# SUPPLIED PASSAGE
There are basically three solutions to this problem:
parity : (NAT --> {0,1}) & parity(0) = 0 & !x.(x:NAT & x<MAXINT => parity(x+1) = 1 - parity(x))
parity : (NATURAL --> {0,1}) & parity(0) = 0 & !x.(x:NATURAL1 => parity(x) = 1 - parity(x-1))
parity : INTEGER <-> INTEGER & parity = {0|->0} \/ %x.(x:NATURAL1|1-parity(x-1))
Note, you have to remove the check parity : (NATURAL --> {0,1}), as this will currently cause expansion of the recursive function. We describe this new scheme in more detail below.
parity : (NATURAL --> {0,1}) & parity = %x.(x:NATURAL|x mod 2)
You can experiment with those by using the Eval console of ProB, experimenting for example with the following complete machine. Note, you should use ProB 1.3.5-beta2 or higher.

# DATA SECTION
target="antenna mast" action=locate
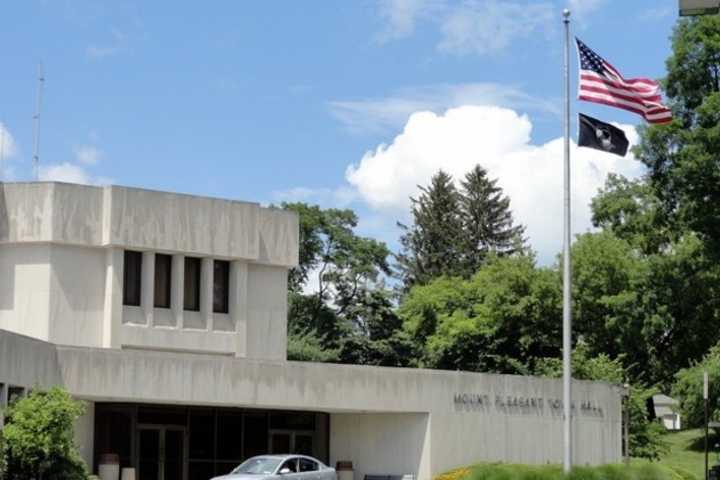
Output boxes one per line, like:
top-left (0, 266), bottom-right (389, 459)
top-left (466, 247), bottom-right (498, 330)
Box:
top-left (33, 63), bottom-right (45, 181)
top-left (0, 122), bottom-right (5, 183)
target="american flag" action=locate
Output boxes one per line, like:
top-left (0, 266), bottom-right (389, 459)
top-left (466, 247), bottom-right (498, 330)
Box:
top-left (575, 38), bottom-right (672, 123)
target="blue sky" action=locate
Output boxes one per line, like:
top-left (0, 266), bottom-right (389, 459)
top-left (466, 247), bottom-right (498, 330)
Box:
top-left (0, 0), bottom-right (676, 263)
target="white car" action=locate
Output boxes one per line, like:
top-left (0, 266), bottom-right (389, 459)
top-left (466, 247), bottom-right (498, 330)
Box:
top-left (212, 455), bottom-right (337, 480)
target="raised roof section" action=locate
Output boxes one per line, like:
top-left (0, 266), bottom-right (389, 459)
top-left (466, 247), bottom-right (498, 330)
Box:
top-left (0, 182), bottom-right (299, 267)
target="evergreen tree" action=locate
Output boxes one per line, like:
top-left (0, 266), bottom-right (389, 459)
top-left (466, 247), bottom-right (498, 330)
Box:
top-left (460, 165), bottom-right (525, 275)
top-left (398, 170), bottom-right (462, 291)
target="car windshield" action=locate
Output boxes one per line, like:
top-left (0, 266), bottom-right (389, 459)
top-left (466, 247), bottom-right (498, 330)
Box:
top-left (232, 457), bottom-right (282, 475)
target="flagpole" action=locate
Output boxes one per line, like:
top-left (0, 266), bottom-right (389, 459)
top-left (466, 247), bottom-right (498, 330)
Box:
top-left (563, 8), bottom-right (572, 473)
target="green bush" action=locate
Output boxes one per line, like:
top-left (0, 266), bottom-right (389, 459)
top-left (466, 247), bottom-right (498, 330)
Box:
top-left (0, 387), bottom-right (88, 480)
top-left (462, 464), bottom-right (678, 480)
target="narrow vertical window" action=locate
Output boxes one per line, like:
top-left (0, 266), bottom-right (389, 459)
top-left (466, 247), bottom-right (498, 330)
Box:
top-left (123, 250), bottom-right (142, 307)
top-left (155, 253), bottom-right (172, 308)
top-left (213, 260), bottom-right (230, 313)
top-left (184, 257), bottom-right (202, 312)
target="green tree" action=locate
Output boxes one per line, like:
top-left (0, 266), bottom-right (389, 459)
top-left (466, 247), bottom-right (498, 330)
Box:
top-left (534, 340), bottom-right (668, 460)
top-left (399, 256), bottom-right (561, 373)
top-left (397, 170), bottom-right (462, 291)
top-left (672, 344), bottom-right (720, 427)
top-left (572, 231), bottom-right (648, 372)
top-left (591, 173), bottom-right (677, 255)
top-left (282, 203), bottom-right (412, 365)
top-left (2, 387), bottom-right (88, 480)
top-left (636, 15), bottom-right (720, 257)
top-left (460, 165), bottom-right (525, 276)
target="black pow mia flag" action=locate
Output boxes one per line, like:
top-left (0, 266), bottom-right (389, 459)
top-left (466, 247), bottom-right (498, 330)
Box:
top-left (578, 113), bottom-right (629, 157)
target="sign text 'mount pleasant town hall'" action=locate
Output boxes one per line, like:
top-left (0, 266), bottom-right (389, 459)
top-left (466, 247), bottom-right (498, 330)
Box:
top-left (453, 393), bottom-right (604, 417)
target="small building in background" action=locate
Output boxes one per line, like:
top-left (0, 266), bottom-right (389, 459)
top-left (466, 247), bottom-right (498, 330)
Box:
top-left (653, 394), bottom-right (681, 430)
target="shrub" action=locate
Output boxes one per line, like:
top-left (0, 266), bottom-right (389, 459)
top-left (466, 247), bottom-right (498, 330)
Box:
top-left (450, 464), bottom-right (675, 480)
top-left (0, 387), bottom-right (88, 480)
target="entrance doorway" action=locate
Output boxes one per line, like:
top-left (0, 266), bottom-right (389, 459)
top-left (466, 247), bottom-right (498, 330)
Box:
top-left (137, 425), bottom-right (187, 480)
top-left (270, 430), bottom-right (314, 455)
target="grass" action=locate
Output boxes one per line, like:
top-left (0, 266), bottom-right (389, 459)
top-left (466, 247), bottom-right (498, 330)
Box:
top-left (435, 463), bottom-right (686, 480)
top-left (633, 429), bottom-right (717, 480)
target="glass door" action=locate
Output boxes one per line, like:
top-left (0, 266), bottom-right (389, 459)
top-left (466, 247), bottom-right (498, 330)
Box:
top-left (270, 430), bottom-right (314, 455)
top-left (137, 425), bottom-right (187, 480)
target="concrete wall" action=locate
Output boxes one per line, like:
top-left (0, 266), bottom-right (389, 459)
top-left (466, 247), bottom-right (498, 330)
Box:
top-left (48, 244), bottom-right (105, 347)
top-left (0, 331), bottom-right (621, 480)
top-left (330, 413), bottom-right (432, 480)
top-left (53, 347), bottom-right (621, 478)
top-left (0, 182), bottom-right (299, 360)
top-left (0, 244), bottom-right (51, 340)
top-left (0, 182), bottom-right (299, 267)
top-left (245, 265), bottom-right (287, 360)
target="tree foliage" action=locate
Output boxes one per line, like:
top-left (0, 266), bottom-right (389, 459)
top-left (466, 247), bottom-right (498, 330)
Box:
top-left (282, 203), bottom-right (413, 366)
top-left (399, 256), bottom-right (561, 373)
top-left (2, 387), bottom-right (88, 480)
top-left (459, 165), bottom-right (525, 276)
top-left (397, 165), bottom-right (525, 292)
top-left (398, 170), bottom-right (462, 289)
top-left (672, 344), bottom-right (720, 427)
top-left (636, 15), bottom-right (720, 257)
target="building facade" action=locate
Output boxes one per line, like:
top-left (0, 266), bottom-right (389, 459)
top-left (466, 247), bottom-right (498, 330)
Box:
top-left (0, 182), bottom-right (621, 480)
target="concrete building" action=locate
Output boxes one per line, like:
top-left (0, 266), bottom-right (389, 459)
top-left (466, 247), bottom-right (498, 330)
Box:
top-left (0, 183), bottom-right (621, 480)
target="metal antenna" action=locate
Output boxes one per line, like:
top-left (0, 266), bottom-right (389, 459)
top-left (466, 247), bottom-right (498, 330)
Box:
top-left (0, 118), bottom-right (5, 183)
top-left (33, 63), bottom-right (45, 181)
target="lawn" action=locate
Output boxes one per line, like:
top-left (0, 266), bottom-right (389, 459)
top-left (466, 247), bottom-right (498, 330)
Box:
top-left (633, 429), bottom-right (717, 480)
top-left (435, 429), bottom-right (720, 480)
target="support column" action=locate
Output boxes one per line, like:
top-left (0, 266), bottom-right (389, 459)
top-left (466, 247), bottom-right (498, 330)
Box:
top-left (140, 252), bottom-right (155, 327)
top-left (170, 255), bottom-right (185, 328)
top-left (102, 248), bottom-right (125, 348)
top-left (235, 260), bottom-right (248, 357)
top-left (200, 258), bottom-right (214, 332)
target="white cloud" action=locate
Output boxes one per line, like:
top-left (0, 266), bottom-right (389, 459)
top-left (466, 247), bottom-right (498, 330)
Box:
top-left (330, 83), bottom-right (560, 133)
top-left (74, 145), bottom-right (102, 165)
top-left (346, 106), bottom-right (643, 263)
top-left (39, 162), bottom-right (112, 185)
top-left (85, 28), bottom-right (128, 60)
top-left (271, 186), bottom-right (357, 208)
top-left (640, 5), bottom-right (677, 22)
top-left (438, 0), bottom-right (554, 55)
top-left (568, 0), bottom-right (607, 19)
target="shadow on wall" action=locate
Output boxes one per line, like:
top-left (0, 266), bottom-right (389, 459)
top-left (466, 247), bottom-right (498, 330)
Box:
top-left (330, 413), bottom-right (430, 479)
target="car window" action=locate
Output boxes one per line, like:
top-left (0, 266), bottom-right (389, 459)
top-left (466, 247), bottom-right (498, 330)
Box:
top-left (300, 458), bottom-right (318, 472)
top-left (232, 457), bottom-right (280, 475)
top-left (280, 458), bottom-right (297, 473)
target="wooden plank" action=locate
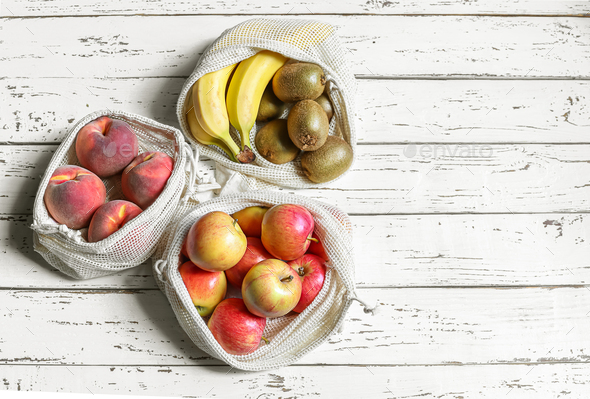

# YOUR TASKS
A. Pick out every line of the records that contains the string "building", and copy each one. Treat uppercase and lowercase as distinct.
B. Extend the passage on defining a recursive parity function in ProB, starting after its final sentence.
The ProB passage and the records have no connection to each other.

# ANSWERS TO THE PROBLEMS
A.
target="small building in background" action=locate
target="building facade" action=locate
target="concrete building" action=locate

B.
MACHINE InfiniteParityFunction CONSTANTS parity PROPERTIES parity : NATURAL --> INTEGER & parity = %x.(x:NATURAL|x mod 2) VARIABLES c INVARIANT c: NATURAL INITIALISATION c:=0 OPERATIONS Inc = BEGIN c:=c+1 END; r <-- Parity = BEGIN r:= parity(c) END; r <-- ParityImage = BEGIN r:= parity[0..c] END; r <-- ParityHistory = BEGIN r:= (%i.(i:1..c+1|i-1) ; parity) END END
You may also want to look at the tutorial page on modeling infinite datatypes.
As of version 1.3.5-beta7 ProB now accepts recursively defined functions. For this:
Here is a full example:
MACHINE Parity ABSTRACT_CONSTANTS parity PROPERTIES parity : INTEGER <-> INTEGER & parity = {0|->0} \/ %x.(x:NATURAL1|1-parity(x-1)) END
With such a recursive function you can:
* apply the function to a given argument, e.g., parity(100) will give you 0
Computing the image of the function (parity[1..10]) or composing it with another function (([1,2] ; parity)) does not work yet. These work for non-recursive infinite functions, as described above. Future versions of ProB will probably allow these constructs for recursive functions as well.
There are the following further restrictions:
* ProB does not support mutual recursion yet * the function is not allowed to depend on other constants, unless those other constants can be valued in a deterministic way (i.e., ProB finds only one possible solution for them)